Aim of the exercise:
In the records that follow, locate every line with "house" and extract it.

--- Data Enclosed Below ---

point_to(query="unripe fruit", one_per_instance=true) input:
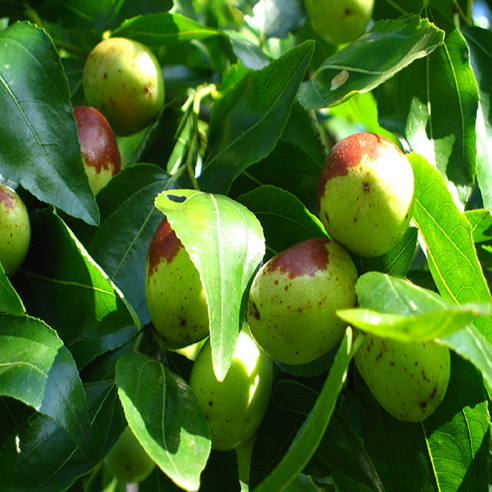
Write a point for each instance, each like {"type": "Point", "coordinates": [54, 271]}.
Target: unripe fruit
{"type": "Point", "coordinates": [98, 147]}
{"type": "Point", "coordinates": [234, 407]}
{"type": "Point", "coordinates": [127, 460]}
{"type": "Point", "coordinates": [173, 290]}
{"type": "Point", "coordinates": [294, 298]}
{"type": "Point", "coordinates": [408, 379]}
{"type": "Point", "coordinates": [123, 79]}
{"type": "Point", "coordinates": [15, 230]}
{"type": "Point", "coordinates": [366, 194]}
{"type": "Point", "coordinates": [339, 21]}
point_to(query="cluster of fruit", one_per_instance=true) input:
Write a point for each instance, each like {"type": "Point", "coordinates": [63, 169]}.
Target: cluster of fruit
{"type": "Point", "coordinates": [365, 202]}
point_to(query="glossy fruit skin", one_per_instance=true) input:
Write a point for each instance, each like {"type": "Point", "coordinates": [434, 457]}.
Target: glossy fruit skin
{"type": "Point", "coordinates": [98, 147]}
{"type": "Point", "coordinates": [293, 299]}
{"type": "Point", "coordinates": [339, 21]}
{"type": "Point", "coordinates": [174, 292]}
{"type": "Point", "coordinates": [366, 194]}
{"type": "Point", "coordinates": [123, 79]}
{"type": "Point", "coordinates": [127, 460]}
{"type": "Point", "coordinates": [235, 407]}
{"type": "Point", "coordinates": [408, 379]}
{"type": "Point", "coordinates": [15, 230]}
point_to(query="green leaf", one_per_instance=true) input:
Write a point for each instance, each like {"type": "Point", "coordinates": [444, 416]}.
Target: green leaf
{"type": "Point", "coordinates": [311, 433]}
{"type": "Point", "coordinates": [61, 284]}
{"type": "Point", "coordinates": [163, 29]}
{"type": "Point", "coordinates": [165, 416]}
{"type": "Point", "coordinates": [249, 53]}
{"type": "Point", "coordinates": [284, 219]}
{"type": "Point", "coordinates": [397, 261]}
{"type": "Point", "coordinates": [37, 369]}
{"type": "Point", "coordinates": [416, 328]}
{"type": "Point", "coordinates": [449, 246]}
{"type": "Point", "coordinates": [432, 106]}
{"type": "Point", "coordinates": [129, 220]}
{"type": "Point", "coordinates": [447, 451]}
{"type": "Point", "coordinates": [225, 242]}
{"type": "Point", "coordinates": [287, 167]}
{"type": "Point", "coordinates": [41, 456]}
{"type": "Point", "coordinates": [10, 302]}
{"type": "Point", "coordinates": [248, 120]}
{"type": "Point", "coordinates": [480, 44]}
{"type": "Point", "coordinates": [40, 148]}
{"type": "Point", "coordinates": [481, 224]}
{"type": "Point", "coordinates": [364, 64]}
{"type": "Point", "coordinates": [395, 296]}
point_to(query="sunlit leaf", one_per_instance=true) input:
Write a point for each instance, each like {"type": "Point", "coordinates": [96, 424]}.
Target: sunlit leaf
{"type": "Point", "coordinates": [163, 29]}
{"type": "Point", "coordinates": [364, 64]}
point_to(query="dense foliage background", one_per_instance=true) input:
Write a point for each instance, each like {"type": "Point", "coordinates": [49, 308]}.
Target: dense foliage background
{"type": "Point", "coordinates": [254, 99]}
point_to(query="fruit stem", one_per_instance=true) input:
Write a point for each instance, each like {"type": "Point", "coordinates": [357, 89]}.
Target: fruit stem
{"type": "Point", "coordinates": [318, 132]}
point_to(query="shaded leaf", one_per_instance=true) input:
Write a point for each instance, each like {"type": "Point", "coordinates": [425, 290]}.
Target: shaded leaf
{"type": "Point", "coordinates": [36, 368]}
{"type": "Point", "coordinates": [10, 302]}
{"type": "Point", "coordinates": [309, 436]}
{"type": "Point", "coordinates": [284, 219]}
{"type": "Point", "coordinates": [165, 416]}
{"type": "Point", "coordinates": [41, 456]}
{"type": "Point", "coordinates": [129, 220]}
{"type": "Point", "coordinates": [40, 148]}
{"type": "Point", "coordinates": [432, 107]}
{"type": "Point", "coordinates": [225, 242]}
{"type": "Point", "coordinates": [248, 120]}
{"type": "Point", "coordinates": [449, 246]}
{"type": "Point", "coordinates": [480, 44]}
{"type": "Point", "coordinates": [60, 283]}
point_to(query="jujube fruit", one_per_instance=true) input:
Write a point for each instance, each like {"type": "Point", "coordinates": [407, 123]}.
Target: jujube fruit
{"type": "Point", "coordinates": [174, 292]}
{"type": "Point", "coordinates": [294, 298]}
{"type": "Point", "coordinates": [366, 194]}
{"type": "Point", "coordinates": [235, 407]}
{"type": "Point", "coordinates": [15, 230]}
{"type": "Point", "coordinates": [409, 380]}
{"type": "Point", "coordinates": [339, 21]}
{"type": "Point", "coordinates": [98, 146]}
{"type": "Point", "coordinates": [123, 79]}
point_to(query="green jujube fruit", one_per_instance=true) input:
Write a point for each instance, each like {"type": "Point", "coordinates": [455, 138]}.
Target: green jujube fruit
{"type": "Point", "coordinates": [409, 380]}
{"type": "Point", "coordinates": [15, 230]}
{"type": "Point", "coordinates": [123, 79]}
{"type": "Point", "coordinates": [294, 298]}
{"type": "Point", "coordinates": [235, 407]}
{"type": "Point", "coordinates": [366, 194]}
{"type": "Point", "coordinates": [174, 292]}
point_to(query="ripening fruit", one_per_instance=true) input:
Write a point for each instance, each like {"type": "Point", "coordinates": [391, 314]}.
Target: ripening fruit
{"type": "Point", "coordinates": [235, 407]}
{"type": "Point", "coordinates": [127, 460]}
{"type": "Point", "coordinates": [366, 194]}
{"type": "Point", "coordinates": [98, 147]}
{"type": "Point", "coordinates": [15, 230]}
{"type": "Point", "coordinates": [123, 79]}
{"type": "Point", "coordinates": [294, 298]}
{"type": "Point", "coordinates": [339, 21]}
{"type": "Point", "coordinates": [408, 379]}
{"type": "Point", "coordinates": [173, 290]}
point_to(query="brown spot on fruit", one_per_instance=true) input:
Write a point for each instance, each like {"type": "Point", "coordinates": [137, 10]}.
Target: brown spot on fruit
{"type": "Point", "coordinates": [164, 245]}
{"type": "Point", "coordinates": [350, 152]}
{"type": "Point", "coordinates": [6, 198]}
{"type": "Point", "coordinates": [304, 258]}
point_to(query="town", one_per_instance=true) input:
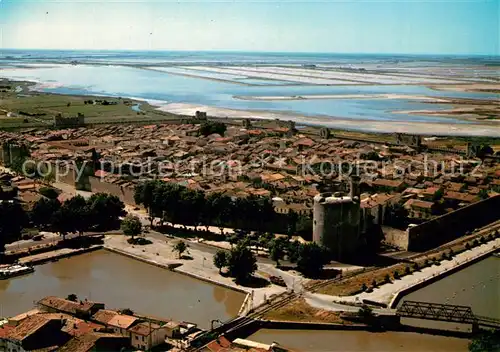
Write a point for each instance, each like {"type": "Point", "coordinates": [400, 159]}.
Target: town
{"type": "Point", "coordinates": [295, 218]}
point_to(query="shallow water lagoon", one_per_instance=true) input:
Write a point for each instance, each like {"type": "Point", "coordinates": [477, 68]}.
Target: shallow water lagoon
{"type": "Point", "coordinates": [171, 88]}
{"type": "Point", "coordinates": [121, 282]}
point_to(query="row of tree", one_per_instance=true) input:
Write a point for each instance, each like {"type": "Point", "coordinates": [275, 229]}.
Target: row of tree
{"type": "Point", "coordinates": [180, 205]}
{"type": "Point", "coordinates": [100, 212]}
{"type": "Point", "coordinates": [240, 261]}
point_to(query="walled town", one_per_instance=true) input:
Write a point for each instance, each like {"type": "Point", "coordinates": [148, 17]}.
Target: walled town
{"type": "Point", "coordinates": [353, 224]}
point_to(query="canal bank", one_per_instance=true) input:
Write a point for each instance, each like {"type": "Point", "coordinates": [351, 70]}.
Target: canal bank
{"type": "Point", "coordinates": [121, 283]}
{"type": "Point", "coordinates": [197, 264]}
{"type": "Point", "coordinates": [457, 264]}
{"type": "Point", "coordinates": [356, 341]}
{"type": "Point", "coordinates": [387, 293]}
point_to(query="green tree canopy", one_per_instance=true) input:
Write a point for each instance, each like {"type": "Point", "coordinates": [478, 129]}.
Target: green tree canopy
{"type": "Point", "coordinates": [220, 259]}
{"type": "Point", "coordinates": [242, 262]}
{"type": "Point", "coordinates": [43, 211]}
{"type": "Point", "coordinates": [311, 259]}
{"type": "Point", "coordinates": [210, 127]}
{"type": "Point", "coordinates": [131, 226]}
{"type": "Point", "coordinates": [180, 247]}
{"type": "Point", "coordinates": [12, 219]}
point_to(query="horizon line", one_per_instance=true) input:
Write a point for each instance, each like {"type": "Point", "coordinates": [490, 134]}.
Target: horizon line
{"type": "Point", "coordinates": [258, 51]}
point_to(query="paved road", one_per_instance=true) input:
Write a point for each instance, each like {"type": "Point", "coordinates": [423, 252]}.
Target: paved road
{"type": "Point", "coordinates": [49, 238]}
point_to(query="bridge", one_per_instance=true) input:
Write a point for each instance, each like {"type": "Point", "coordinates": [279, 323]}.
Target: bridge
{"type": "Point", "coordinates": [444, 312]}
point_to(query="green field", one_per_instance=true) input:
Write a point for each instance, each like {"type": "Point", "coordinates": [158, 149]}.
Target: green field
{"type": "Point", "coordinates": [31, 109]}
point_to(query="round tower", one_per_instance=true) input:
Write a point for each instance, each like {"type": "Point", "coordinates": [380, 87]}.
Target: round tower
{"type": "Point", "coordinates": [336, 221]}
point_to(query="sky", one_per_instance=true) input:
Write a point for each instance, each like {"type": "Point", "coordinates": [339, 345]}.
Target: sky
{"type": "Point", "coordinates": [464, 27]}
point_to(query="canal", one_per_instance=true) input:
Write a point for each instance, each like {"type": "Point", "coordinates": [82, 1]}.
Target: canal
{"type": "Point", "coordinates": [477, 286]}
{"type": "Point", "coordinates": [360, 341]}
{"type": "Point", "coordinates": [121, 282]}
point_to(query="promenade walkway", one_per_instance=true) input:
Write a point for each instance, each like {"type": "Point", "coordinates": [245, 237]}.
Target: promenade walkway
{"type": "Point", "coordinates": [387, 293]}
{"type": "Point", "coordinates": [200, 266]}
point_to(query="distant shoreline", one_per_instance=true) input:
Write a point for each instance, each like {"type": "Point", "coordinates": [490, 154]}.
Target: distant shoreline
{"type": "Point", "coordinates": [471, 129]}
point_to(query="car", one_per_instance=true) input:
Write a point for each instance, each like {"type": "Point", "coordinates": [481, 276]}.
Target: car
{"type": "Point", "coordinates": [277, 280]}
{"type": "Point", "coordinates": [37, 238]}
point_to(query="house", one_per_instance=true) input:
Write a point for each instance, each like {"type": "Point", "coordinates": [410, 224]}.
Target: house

--- End of Enclosed Data ---

Answer below:
point_to(query="house", one_per_instance=true) input:
Target: house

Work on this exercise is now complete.